◆ **DOCUMENT TEXT**:

I guess I wasn't clear enough. I have never used Emacs under DOS, and I am not
saying that there is any existing code to be backported. But I did use other
text editors under DOS (the rudimentary "Edit" editor comes to mind), and most
of them had the pull-down menus drawn in ascii-art using various "graphics"
characters (greater-than-128 codes of ascii of the bios-provided font).
I was wondering if something of similar look-and-feel ever existed for Emacs.
So this has nothing to do with backporting any DOS code, my guess is that this
should be created from scratch. I just thought that someone already did it,
since I guess it is (or should be) a common thing to have pull-down menus,
even in a text-only terminal. :-)
> > 2) I have set (line-number-mode 1) and (column-number-mode 1) in order to
> > see the cursor coordinates, and this works. However, column numbering
> > begins with zero --- the top-left corner of the buffer has coordinates
> > (1,0). How do I get rid of the 0-th column? I want the columns to be
> > counted from 1 (so that the corner has coordinates (1,1), which is more
> > natural from my POV)?
>
> You could redefine mode-line-format to do that, but it will need a bit
> of Lisp programming.

◆ **TASK DETAILS**: Can you reproduce the Emacs post word for word, starting at "So this has" and ending at "from my POV)?"? Work only from the Emacs post and nothing outside it.

◆ **LISTING**:
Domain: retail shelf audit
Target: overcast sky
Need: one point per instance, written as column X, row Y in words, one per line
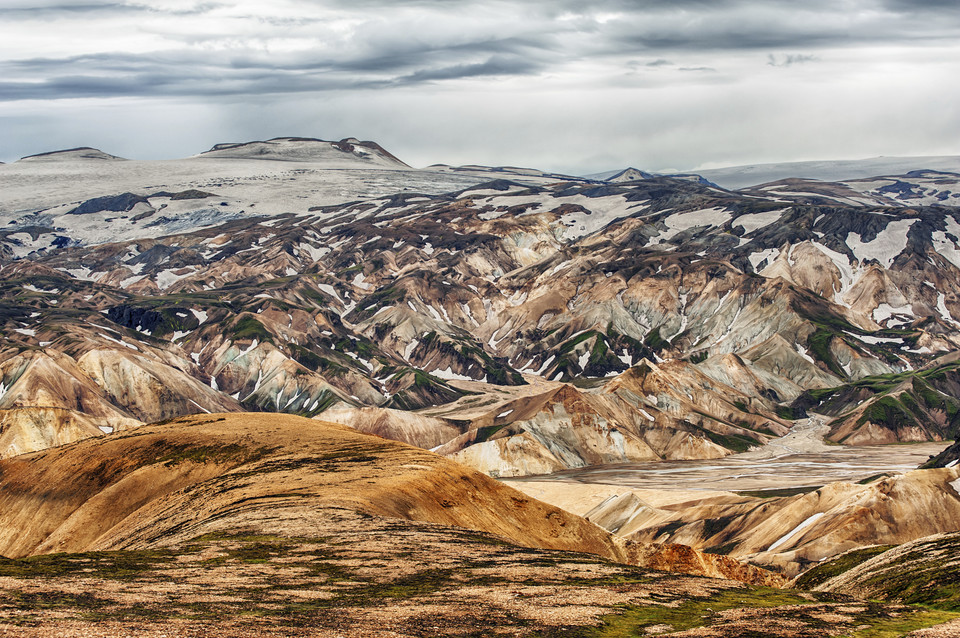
column 558, row 84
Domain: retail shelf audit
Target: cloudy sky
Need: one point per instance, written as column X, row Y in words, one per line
column 558, row 84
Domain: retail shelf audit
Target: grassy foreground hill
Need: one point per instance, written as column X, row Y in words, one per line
column 269, row 525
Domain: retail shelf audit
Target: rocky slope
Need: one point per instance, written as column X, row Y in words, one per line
column 693, row 318
column 919, row 572
column 168, row 483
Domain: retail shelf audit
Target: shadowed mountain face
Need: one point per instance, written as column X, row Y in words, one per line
column 167, row 483
column 686, row 321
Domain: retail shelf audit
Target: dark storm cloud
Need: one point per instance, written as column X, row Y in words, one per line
column 68, row 10
column 790, row 59
column 402, row 43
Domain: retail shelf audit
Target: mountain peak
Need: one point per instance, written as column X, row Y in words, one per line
column 307, row 149
column 79, row 153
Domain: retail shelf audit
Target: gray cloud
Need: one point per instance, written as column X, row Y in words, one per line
column 648, row 77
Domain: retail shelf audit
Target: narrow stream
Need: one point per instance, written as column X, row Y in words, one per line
column 799, row 459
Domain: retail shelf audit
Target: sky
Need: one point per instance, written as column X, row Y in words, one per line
column 562, row 85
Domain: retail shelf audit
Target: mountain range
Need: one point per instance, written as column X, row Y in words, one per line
column 447, row 326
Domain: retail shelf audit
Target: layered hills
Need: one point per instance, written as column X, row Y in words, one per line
column 167, row 483
column 687, row 321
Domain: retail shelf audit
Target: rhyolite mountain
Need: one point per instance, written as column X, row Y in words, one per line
column 526, row 321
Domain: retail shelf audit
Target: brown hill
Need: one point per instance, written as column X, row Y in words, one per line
column 167, row 483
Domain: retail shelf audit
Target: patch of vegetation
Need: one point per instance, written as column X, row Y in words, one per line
column 248, row 327
column 927, row 576
column 121, row 565
column 819, row 343
column 889, row 412
column 903, row 625
column 209, row 454
column 693, row 613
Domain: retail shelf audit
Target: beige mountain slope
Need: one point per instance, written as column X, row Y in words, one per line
column 31, row 429
column 922, row 571
column 167, row 483
column 651, row 412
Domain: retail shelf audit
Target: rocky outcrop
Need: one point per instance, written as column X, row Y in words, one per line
column 165, row 484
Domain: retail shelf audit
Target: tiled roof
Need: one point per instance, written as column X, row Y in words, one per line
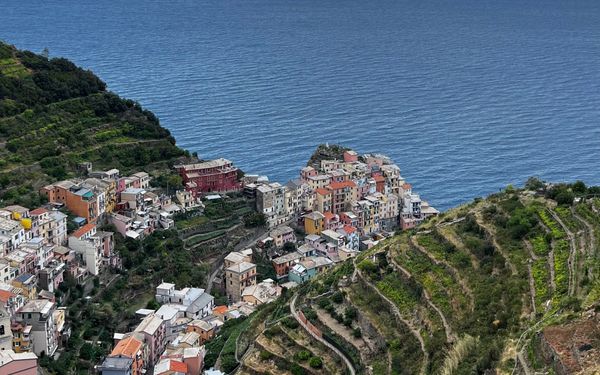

◆ **ANSWER TO THE PROBLEM**:
So this has nothing to do with backporting any DOS code, my guess is that this
should be created from scratch. I just thought that someone already did it,
since I guess it is (or should be) a common thing to have pull-down menus,
even in a text-only terminal. :-)
> > 2) I have set (line-number-mode 1) and (column-number-mode 1) in order to
> > see the cursor coordinates, and this works. However, column numbering
> > begins with zero --- the top-left corner of the buffer has coordinates
> > (1,0). How do I get rid of the 0-th column? I want the columns to be
> > counted from 1 (so that the corner has coordinates (1,1), which is more
> > natural from my POV)?